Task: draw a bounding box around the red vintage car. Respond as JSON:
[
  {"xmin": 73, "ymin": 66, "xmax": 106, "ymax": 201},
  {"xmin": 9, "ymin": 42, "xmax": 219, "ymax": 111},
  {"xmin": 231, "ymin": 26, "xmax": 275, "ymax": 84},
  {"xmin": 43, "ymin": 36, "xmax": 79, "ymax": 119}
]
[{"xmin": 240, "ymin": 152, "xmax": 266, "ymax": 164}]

■ ■ ■ ■

> [Direction]:
Rewrite every line of the records above, putting "classic" in place of "vintage" and leaving everything else unchanged.

> [Reply to the exercise]:
Task: draw a bounding box around the red classic car. Respond as JSON:
[
  {"xmin": 73, "ymin": 66, "xmax": 106, "ymax": 201},
  {"xmin": 9, "ymin": 42, "xmax": 219, "ymax": 111},
  {"xmin": 231, "ymin": 26, "xmax": 275, "ymax": 84},
  {"xmin": 43, "ymin": 36, "xmax": 79, "ymax": 119}
]
[{"xmin": 240, "ymin": 152, "xmax": 266, "ymax": 164}]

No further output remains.